Предшественники этой тенденции обнаруживаются уже в средневековом мышлении; полностью она выявилась впервые, с одной стороны, в рационалистическом течении французской и немецкой философии – у Декарта, Лейбница и Канта, с другой – в более психологизированной гносеологии Гоббса, Локка, Беркли и Юма. В этом, прежде всего, состоит смысл интеллектуального эксперимента Декарта, той назидательной борьбы, в которой он пытался подвергнуть сомнению все традиционные теории, для того чтобы в конечном итоге достигнуть не вызывающего более сомнения утверждения; cogito ergo sum[5]. Это было единственной опорой, отправляясь от которой он мог вновь попытаться заложить основы образа мира.
Более или менее отчетливой предпосылкой всех этих попыток служит соображение, что субъект доступен нашему пониманию более непосредственно, чем объект, который в результате многочисленных противоречивых толкований стал слишком неопределенен. Поэтому мы должны направить наши усилия на то, чтобы там, где это возможно, эмпирически реконструировать генезис мышления в субъекте, которое более доступно нашему контролю, чем объективный мир. Во все более очевидном предпочтении эмпирических наблюдений и генетических критериев сказывалась воля к свержению авторитетов. Она представляет собой центробежную тенденцию, противостоящую церкви с ее официальной интерпретацией Вселенной: значимо только то, что я могу контролировать в своем собственном восприятии, что подтверждается моей экспериментальной деятельностью, или то, что я сам могу создать или по крайней мере теоретически конструировать как нечто практически выполнимое.
Таким образом, вместо традиционной, освященной авторитетом церкви, истории сотворения мира возникла концепция мироздания, различные части которой доступны интеллектуальному контролю. Эта концептуальная модель, которая выводит возможность представления о мире из акта сознания, привела к решению гносеологической проблемы. Появилась надежда на то, что, постигнув сущность истоков когнитивных представлений, можно будет понять, в чем состоит роль субъекта и его значение для акта познания, и установить степень истинности человеческого знания вообще.
При этом, однако, было совершенно очевидно, что этот окольный путь, отправляющийся от субъекта, является лишь вынужденным решением, паллиативом, за неимением лучшего. Полное решение проблем стало бы возможным только в том случае, если бы некий надчеловеческий, непогрешимый разум вынес суждение о ценности нашего мышления. Однако этот метод оказался в прошлом несостоятельным, ибо чем глубже проникала критика в прежние теории, тем яснее становилось, что именно те философы, которые претендовали на абсолютную значимость, легче всего впадали в очевидный самообман. Поэтому предпочтение было отдано методу, который доказал как свою наибольшую пригодность для ориентации в мире, так и свою плодотворность в области естественных наук, а именно эмпирическому методу.

=======

### ЗАДАНИЕ 1
Согласно фрагменту страницы, к какому утверждению, уже не вызывающему сомнения, пришел Декарт в своем интеллектуальном эксперименте?

### ИСХОДНЫЕ ДАННЫЕ
=======

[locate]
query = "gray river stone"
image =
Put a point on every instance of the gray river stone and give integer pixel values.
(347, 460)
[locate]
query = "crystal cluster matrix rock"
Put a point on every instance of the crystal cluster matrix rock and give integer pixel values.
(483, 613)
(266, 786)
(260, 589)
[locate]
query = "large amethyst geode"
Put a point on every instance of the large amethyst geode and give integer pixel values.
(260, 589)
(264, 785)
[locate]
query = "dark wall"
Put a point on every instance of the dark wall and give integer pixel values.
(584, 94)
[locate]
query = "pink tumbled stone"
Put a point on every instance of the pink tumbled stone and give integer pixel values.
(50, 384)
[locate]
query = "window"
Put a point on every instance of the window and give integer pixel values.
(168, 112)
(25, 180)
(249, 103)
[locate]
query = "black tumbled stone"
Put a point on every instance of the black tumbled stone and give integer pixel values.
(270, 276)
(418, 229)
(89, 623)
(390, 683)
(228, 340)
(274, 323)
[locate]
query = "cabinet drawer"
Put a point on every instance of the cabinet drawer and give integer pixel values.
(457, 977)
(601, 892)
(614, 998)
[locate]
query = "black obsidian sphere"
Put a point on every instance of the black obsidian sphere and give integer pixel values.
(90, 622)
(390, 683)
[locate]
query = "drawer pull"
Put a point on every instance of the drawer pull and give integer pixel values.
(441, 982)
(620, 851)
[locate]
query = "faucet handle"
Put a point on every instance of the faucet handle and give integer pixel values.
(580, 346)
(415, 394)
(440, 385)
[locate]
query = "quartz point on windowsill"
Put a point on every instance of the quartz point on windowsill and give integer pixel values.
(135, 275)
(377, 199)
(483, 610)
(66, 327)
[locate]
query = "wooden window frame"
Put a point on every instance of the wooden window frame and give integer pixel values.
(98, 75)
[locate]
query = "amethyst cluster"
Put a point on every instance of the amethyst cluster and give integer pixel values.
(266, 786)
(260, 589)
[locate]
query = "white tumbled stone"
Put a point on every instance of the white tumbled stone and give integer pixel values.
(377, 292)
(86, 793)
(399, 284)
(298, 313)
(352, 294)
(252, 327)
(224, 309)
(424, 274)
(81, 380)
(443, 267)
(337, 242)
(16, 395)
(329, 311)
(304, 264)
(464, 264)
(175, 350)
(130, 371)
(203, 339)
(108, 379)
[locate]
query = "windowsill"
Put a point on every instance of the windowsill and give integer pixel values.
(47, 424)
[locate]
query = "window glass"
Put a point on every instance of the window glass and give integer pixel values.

=======

### ЗАДАНИЕ 2
Выберите из листинга все строки со словом «pink».

### ПИСЬМЕННЫЙ ОТВЕТ 1
Cogito ergo sum.

### ПИСЬМЕННЫЙ ОТВЕТ 2
query = "pink tumbled stone"
Put a point on every instance of the pink tumbled stone and give integer pixel values.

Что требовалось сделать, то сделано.